■ **Given text**:
►
Saturday, May 13, 2006

Hmmm? Would there be a "teacher shortage" if....

Retirement was not at 55 for teachers?

Union pressure force competent and qualified teachers to leave the profession?

Did you know that there are over 74000 teachers collecting retirement from Illinois. Same may be actually working in other states collecting a salary to work on collecting a second pension.

Friday, May 12, 2006

"There Is No Shortage of Teachers, Just Skilled Teachers"

The following piece is a speech from the President of Northeastern University.

Opinion Pieces by Richard M. Freeland

"There Is No Shortage of Teachers, Just Skilled Teachers"

Connection: The Journal of the New England Board of Higher Education

Fall 2001


We have once again experienced an annual ritual that speaks volumes about the state of our states and, indeed, our republic. As one school year ends, many public school teachers of long standing conclude that it is time to end their careers in education and move on to another profession or to retirement. By mid-summer, reports begin to appear in the local and national media about a looming teacher shortage as school districts anticipate September. By late summer, media coverage of the teacher shortage has taken on a sense of panic a la “Mass. schools scrambling to fill teacher vacancies.” The newspapers create the impression that fall will bring rooms full of 13-year-olds left to their own devices. Then comes September, as it always does, and we learn that virtually every teaching job is filled.

This annual roller-coaster ride suggests a few propositions:

First, getting the best teachers with the strongest skills in front of our students is the key not only to giving young people the chance to live full and rewarding lives, but also to improving the economy and the society.
◄
■ **Dataset excerpt**:
►
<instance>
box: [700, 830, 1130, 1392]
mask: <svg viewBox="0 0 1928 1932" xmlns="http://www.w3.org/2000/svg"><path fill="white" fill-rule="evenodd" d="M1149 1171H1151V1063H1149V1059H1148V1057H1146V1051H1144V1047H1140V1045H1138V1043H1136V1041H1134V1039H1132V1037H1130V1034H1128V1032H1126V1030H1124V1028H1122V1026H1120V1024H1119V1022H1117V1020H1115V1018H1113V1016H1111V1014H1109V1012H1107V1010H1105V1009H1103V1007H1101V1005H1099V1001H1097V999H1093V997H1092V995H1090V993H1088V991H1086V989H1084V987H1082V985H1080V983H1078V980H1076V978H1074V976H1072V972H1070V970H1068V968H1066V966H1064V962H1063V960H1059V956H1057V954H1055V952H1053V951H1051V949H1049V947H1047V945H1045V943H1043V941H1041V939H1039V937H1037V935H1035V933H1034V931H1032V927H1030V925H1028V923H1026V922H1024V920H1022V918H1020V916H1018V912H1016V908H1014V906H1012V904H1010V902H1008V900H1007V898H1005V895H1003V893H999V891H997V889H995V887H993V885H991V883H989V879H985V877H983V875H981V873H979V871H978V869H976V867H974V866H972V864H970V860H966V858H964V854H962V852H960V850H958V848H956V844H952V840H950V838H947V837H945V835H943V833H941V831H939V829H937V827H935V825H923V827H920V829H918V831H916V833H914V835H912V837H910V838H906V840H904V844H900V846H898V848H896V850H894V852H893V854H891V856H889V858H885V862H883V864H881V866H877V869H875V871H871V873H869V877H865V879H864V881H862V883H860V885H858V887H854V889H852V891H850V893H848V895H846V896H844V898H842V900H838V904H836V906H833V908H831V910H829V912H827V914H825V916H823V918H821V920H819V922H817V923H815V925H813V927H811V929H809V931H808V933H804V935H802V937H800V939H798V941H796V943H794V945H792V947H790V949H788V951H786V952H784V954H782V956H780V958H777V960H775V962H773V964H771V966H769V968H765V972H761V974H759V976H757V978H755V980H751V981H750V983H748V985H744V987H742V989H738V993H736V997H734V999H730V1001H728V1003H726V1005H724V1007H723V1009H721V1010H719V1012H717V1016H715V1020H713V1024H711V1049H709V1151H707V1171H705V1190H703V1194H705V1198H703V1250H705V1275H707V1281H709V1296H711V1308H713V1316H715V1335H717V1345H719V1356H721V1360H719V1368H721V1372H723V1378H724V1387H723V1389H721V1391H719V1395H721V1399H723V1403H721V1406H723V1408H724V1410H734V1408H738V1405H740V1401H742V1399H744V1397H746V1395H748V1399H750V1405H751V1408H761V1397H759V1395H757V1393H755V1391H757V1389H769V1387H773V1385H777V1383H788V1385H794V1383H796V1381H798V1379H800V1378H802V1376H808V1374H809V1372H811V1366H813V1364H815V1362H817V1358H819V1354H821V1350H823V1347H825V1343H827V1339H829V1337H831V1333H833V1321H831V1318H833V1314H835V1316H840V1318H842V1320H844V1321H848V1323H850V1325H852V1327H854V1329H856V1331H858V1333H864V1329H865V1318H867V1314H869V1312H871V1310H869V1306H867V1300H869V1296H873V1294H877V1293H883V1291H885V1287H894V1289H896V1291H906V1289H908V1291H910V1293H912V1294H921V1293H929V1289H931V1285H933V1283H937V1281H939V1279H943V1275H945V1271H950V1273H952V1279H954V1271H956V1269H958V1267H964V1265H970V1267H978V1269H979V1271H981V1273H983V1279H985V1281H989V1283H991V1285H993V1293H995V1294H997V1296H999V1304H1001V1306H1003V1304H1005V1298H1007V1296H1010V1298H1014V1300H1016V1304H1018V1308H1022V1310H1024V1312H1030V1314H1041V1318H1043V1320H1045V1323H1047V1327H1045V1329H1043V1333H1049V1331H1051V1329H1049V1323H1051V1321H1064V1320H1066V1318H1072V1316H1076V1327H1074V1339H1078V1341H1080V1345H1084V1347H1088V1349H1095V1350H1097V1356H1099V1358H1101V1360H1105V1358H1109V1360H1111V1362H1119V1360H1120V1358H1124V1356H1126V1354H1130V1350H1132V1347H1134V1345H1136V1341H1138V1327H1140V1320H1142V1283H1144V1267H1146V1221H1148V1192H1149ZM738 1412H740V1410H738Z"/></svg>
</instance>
◄
■ **Actions to take**:
1. Reproduce the passage of the teacher shortage text starting at "Retirement was not" and ending at "of Northeastern University.".
2. Write what comes next in the teacher shortage text, picking up after its final sentence.

■ **Exercise results**:
1.
Retirement was not at 55 for teachers?

Union pressure force competent and qualified teachers to leave the profession?

Did you know that there are over 74000 teachers collecting retirement from Illinois. Same may be actually working in other states collecting a salary to work on collecting a second pension.

Friday, May 12, 2006

"There Is No Shortage of Teachers, Just Skilled Teachers"

The following piece is a speech from the President of Northeastern University.

2.
Second, we do not face a "teacher shortage" per se, but rather something like a "skills shortage" among those who enlist to serve as teachers.

Third, without a doubt, there exists today sufficient numbers of individuals with the talent, interest, patience, intellect, character and determination to provide all students with the kind of teaching and nurturing we would want for our own children.

A further proposition: we as a society (we university presidents, we neighborhood residents, we corporate CEOs, we community activists, newspaper publishers, mayors and governors and senators and legislators) are responsible for letting our school districts down, for placing them in the unholy posture of having to "scramble" every year to find the talent they need to fulfill their responsibilities and to realize our hopes for our children and our communities.

A new study by Northeastern University’s Center for Labor Market Studies offers the first statistical glimpse into the challenge faced by Massachusetts school districts each year. The Northeastern study found that, come late September, all but a few classrooms in Massachusetts were staffed by a teacher. At the same time, the study found that more than one-quarter of all secondary school teachers hired in Massachusetts last year lacked certification in their primary teaching area. The problem was particularly acute among special education, foreign language and math and science teachers.

The study also anticipates that, over the next five to seven years, this fundamental teacher skills deficit will worsen considerably. An aging teacher work force combined with new incentives for older teachers to retire means that last year’s comparatively low teacher turnover rate will rise over the next several years. The increased rate of retirement will not only boost quit rates directly but will also increase teacher turnover indirectly as school districts replace experienced teachers with new entrants in the teaching field. These freshly minted teachers are much more likely to leave the teaching profession in the first few years after entry than their older counterparts — further exacerbating the shortage of qualified teachers throughout New England.

The much-discussed teacher shortage is not a classic labor shortage in which too many jobs chase too few qualified individuals. Rather, our predicament is the result of a recruitment and compensation system designed decades ago which has not kept pace with the contemporary economy. The hidebound set of contracts, rules, customs and professional relationships that may have worked in decades past to enrich our schools are now encumbrances that keep us from placing the teachers we need in front of students.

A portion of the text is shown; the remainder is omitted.